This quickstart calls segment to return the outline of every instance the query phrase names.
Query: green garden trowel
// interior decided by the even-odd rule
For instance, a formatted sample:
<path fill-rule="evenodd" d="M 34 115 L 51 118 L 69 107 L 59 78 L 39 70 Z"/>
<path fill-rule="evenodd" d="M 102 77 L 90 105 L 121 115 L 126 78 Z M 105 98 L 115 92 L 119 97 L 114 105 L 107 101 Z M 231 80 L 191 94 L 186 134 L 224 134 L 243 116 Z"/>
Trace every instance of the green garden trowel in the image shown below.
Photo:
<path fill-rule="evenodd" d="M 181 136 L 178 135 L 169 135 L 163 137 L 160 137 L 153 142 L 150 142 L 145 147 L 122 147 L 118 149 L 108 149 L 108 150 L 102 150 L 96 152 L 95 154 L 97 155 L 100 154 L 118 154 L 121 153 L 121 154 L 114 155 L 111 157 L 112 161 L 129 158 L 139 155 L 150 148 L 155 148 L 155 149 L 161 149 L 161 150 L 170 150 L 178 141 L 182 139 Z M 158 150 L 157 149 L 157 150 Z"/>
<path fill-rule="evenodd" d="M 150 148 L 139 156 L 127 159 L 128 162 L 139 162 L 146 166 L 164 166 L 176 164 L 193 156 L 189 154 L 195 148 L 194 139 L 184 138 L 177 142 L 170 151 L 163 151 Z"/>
# # # # # # #
→ **Task brief**: Please revise the material above so that "blue watering can" takes the place of "green garden trowel" everywhere it occurs, keeping every other line unchanged.

→ **The result**:
This quickstart calls segment to return the outline of every instance the query phrase names.
Query: blue watering can
// interior decided by the even-odd rule
For instance, a formatted sample:
<path fill-rule="evenodd" d="M 34 115 L 51 118 L 69 107 L 59 78 L 39 70 Z"/>
<path fill-rule="evenodd" d="M 102 77 L 90 105 L 121 115 L 126 78 Z M 105 98 L 115 92 L 119 97 L 114 105 L 107 101 Z M 231 80 L 191 94 L 186 134 L 224 134 L 243 116 Z"/>
Trace every instance of the blue watering can in the image shown below.
Photo:
<path fill-rule="evenodd" d="M 181 136 L 178 135 L 169 135 L 163 137 L 160 137 L 153 142 L 150 142 L 145 147 L 122 147 L 118 149 L 108 149 L 108 150 L 102 150 L 96 152 L 95 154 L 97 155 L 100 154 L 118 154 L 121 153 L 121 154 L 114 155 L 111 157 L 112 161 L 129 158 L 139 155 L 150 148 L 155 148 L 155 149 L 161 149 L 161 150 L 170 150 L 178 141 L 182 139 Z M 158 150 L 157 149 L 157 150 Z"/>
<path fill-rule="evenodd" d="M 150 148 L 139 156 L 127 159 L 128 162 L 139 162 L 146 166 L 164 166 L 176 164 L 193 156 L 189 154 L 195 148 L 194 139 L 184 138 L 177 142 L 170 151 L 163 151 Z"/>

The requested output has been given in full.